Exercises:
a) In one to three sentences, explain why, according to the passage on Chōsokabe Motochika, burning an enemy's temples did such damage in medieval Japan.
b) Please carry the account of Chōsokabe Motochika forward from its final paragraph.

Document passage:
Name In Japanese : 長宗我部 元親
Pronunciation : chōsokabe motochika
Period : 1539 to 1599
As you look through the information about the pilgrimage temples in this website, or you visit the temples themselves and read the signs in English, you’ll notice that somebody called ‘Chōsokabe’ burned down an awful lot of temples. Who was Chōsokabe, and what is the reason for his impious acts?
In medieval Japan, as in medieval Europe, religious institutions were centres of learning and prestige. The knowledge held by Buddhist temples encompassed a great deal of all the learning available at the time. In addition to the extremely important issues of life after death and augury, it included many matters unrelated to religion, such as architecture, civil engineering, medicine and so on. The temples were much larger then than they are today, with many more buildings. More than places of worship, they functioned simultaneously as libraries, universities, hospitals, administrative centres, and often as fortresses. Consequently, to burn down an enemy’s temples was both a humiliation and a devastating blow against their total capacity—spiritual, moral, intellectual, social, and strategic.
So who was this temple-burning person, and why did he do it?
Chōsokabe Motochika was born at Okō Castle in the domain of Tosa, today’s Kōchi Prefecture. His father, Kunichika, was a vassal of the Ichijō Clan, based in western Tosa. After he came of age, Motochika began defeating various local rivals, until he was in a position to overthrow the Ichijō in a battle at Nakamura in 1573.
The power of feudal lords such as the Chōsokabe was based largely on the productivity of their lands, particularly rice. Lords of domains rewarded their vassals with productive land, who in turn paid their soldiers with rice. Tosa was not particularly productive in rice, creating a quandary for Motochika. He solved it by subjugating the whole of Shikoku.
Just as Tosa was riled with internecine warfare before Motochika consolidated it under his power, so too were the other domains in the rest of Shikoku. The Kōno Clan of Iyo, today’s Ehime, were weakened by their own rivalries, and in 1580, Chōsokabe drove their leader Kōno Michinao into exile. He burned down the temple of Ishite-ji in their domain.
In 1582, he moved east into Awa, today’s Tokushima, defeating the Sogō clan. The next year, his troops took Sanuki, today’s Kagawa, to the north. More temples were burned. In this way, Chōsokabe cemented his power over the whole of Shikoku.

Information given:
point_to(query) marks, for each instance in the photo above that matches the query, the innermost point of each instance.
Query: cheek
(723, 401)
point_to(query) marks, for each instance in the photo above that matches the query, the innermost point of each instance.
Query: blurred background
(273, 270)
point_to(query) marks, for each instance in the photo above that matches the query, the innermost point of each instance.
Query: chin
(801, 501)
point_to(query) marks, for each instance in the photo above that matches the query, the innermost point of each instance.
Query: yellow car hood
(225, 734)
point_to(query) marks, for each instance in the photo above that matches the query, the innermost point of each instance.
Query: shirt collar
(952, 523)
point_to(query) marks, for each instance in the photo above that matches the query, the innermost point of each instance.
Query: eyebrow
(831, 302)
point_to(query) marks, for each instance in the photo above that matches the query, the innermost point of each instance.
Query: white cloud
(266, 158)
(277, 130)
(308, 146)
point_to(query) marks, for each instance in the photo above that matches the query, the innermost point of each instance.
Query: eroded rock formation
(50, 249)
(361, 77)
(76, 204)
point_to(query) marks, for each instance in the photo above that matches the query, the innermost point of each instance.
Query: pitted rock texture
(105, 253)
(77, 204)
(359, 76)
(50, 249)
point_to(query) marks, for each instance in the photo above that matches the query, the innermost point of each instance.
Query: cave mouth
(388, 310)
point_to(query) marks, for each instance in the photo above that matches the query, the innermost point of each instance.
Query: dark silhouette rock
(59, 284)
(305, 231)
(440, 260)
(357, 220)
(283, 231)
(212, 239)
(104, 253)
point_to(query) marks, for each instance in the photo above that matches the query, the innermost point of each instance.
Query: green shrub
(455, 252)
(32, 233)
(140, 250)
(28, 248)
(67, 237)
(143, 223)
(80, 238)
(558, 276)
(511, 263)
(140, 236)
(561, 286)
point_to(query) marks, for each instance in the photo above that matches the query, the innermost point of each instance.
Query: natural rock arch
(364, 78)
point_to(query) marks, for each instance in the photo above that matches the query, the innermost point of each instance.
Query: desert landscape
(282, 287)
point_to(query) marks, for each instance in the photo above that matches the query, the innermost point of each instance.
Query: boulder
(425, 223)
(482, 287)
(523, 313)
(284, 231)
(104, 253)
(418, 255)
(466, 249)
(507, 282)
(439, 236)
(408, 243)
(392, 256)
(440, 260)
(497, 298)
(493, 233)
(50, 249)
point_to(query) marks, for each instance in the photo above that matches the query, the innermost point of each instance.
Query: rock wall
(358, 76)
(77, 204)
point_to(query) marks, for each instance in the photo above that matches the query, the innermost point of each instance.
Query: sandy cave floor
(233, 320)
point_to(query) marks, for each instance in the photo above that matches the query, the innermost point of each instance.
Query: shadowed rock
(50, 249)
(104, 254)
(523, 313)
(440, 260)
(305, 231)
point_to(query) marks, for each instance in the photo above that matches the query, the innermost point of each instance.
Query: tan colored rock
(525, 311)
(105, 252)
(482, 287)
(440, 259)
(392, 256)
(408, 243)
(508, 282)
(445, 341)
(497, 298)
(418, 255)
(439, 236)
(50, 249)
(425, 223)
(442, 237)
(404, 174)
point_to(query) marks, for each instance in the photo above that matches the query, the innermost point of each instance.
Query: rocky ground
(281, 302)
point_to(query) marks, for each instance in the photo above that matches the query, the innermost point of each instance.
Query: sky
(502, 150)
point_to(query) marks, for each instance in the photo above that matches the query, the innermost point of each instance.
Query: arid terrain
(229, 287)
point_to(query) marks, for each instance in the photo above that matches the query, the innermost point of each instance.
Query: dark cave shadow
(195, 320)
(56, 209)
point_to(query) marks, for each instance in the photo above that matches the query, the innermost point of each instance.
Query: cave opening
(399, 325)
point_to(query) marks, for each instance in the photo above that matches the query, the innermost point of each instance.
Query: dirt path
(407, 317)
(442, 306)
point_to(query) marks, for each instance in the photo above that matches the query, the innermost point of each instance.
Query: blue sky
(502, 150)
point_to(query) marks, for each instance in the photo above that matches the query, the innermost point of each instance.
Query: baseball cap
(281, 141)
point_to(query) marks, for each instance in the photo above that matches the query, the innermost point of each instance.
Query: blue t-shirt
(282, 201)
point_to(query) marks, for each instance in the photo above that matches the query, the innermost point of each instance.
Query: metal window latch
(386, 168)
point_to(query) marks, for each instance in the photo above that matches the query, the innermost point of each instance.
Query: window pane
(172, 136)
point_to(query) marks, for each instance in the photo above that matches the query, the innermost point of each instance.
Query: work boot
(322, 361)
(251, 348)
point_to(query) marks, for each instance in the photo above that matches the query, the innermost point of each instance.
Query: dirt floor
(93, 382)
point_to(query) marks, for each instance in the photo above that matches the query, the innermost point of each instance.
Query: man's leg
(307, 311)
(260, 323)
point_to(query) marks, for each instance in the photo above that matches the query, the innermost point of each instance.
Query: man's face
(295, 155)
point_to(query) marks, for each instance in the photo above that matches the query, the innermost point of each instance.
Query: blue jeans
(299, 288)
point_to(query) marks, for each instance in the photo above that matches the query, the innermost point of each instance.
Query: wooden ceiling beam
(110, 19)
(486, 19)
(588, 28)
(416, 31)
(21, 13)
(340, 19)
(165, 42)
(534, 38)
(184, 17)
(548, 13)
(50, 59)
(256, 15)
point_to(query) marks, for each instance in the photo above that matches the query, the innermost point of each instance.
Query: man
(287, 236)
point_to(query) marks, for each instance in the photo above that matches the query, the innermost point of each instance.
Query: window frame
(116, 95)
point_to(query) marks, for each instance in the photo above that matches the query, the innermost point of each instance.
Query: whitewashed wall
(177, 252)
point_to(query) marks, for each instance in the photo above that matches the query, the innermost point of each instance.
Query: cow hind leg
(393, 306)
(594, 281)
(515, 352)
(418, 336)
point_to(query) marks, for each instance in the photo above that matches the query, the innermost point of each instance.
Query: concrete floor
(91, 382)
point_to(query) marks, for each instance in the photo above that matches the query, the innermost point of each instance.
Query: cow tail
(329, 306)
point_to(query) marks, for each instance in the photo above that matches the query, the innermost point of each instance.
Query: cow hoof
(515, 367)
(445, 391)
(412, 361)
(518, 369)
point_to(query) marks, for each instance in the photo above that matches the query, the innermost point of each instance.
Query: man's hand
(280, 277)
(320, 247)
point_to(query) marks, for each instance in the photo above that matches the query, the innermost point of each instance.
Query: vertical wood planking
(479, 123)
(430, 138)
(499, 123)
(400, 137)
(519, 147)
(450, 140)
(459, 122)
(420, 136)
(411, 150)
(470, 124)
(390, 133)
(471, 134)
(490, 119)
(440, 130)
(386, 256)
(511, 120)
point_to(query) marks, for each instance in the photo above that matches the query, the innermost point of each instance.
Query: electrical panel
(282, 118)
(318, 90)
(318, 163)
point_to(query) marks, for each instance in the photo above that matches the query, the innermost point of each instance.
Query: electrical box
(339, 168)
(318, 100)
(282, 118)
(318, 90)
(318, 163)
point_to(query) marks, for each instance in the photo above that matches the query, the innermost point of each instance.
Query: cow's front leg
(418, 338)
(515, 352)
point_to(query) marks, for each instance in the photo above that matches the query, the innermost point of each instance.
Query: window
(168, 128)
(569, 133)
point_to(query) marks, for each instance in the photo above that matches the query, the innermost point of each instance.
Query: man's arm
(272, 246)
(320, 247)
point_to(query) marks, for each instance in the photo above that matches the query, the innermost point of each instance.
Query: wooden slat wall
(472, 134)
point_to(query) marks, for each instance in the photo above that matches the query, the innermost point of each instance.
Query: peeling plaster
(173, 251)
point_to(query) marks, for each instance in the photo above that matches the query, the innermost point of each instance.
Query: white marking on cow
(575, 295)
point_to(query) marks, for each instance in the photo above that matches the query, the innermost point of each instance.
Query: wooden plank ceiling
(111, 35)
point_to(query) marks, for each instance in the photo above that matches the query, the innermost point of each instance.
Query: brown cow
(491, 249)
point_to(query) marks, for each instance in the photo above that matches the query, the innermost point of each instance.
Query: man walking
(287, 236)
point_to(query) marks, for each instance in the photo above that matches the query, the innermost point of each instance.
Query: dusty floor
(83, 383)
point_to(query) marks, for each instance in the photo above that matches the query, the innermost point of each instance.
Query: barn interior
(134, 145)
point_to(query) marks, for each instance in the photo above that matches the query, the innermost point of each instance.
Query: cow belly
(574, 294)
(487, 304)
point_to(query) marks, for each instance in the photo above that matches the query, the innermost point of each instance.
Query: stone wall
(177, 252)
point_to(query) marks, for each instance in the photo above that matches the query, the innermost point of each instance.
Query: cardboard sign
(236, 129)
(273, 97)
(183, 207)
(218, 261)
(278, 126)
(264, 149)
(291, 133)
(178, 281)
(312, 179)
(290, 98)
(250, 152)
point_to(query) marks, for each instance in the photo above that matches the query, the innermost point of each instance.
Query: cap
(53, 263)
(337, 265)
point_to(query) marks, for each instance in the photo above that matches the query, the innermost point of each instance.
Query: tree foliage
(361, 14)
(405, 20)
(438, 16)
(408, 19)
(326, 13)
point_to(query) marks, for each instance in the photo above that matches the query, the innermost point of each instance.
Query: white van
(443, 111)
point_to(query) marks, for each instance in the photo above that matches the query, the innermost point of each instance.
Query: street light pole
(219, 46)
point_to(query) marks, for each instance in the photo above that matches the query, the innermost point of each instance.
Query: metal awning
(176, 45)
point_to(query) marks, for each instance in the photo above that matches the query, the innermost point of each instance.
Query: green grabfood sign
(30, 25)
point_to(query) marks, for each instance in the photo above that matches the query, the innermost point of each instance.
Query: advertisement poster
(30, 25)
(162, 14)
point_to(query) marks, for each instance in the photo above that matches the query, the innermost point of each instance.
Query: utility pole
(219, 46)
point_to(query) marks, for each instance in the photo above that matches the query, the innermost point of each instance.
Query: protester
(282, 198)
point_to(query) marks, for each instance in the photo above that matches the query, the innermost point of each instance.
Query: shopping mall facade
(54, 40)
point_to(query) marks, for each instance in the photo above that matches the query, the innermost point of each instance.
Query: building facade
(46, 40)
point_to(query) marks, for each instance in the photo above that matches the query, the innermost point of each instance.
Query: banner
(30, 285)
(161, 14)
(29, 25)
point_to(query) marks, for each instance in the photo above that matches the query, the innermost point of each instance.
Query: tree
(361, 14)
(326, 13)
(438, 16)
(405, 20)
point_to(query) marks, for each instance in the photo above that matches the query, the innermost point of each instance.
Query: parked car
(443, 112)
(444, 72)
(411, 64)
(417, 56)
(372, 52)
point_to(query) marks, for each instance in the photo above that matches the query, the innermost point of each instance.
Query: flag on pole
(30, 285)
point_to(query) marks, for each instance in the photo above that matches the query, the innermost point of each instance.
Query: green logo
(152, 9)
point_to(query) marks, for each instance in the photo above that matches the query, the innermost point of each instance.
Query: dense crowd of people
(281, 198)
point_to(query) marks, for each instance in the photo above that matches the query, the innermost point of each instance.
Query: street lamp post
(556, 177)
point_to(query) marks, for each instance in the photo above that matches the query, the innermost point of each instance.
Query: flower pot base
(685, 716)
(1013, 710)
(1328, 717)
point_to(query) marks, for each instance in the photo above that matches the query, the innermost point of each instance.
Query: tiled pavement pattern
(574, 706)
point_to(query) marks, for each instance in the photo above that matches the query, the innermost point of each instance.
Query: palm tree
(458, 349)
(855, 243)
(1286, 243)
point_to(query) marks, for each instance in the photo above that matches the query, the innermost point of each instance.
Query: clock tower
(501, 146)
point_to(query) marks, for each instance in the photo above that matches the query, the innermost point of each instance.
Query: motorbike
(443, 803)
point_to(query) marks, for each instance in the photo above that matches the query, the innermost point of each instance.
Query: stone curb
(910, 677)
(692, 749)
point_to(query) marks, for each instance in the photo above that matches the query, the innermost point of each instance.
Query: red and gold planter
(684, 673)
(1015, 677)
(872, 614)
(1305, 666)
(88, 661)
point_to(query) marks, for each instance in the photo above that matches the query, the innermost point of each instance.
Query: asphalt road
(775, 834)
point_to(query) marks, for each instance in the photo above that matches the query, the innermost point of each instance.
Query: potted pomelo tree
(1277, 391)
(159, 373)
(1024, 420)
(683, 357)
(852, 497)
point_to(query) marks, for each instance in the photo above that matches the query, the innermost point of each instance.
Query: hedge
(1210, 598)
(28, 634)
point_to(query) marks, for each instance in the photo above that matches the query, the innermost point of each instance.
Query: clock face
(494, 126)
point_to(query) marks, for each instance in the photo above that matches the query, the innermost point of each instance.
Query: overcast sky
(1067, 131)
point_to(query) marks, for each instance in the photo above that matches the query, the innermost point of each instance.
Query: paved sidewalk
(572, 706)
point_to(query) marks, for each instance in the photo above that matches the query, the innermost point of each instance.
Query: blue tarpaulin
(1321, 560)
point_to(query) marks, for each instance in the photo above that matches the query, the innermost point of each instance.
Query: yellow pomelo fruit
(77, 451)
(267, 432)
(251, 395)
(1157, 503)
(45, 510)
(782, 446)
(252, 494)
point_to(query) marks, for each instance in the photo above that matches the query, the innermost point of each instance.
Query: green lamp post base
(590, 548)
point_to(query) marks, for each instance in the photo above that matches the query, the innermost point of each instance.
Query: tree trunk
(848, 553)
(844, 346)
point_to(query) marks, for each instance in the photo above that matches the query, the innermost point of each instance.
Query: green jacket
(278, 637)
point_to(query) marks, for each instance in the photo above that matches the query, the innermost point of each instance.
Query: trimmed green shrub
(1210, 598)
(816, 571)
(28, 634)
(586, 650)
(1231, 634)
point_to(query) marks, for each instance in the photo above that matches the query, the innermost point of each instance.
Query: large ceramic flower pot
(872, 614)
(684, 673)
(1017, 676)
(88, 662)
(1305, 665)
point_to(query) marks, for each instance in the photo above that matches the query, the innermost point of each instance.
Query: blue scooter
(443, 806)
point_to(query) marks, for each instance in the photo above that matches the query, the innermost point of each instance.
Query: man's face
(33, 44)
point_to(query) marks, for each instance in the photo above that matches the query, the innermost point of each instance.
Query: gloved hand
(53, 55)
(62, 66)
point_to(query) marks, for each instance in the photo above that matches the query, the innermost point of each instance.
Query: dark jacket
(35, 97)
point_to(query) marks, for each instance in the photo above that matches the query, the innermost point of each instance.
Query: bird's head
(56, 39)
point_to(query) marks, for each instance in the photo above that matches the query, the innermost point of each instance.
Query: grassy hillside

Results for each task:
a) Temples were much larger then and held much of the learning of the time. Beyond being places of worship, they served as libraries, universities, hospitals, administrative centers and often fortresses. Burning them humiliated the enemy and struck at their whole capacity: spiritual, moral, intellectual, social and strategic.

b)
However, events outside Shikoku were soon to impinge heavily on Chōsokabe. On the mainland, other warlords had been consolidating, and in 1584 Toyotomi Hideyoshi was ready to add Shikoku to his vision of a unified Japan. Stretched beyond his means to resist the 90,000-strong invasion force, Chōsokabe accepted Hideyoshi’s terms. He would become a vassal of Hideyoshi and keep the entire domain of Tosa. The rest of Shikoku would no longer be his.
As a vassal of Hideyoshi, Chōsokabe was then required to fight in Hideyoshi’s invasion of Kyūshu in 1587, where his son Nobuchika was killed in battle. In 1590 Motochika led a naval force to support of the siege of Odawara, and in 1592 commanded troops in the invasion of Korea. On his return from Korea, he became a monk at Fushimi in Kyōto. He died in 1599. His tomb is located not far from Temple No. 33, Sekkei-ji, where his son’s ashes are interred. The temple is known as the birthplace of the Tosa School of Confucian Studies, which Motochika favoured as a means of cementing his power while ensuring the wellbeing of his subjects.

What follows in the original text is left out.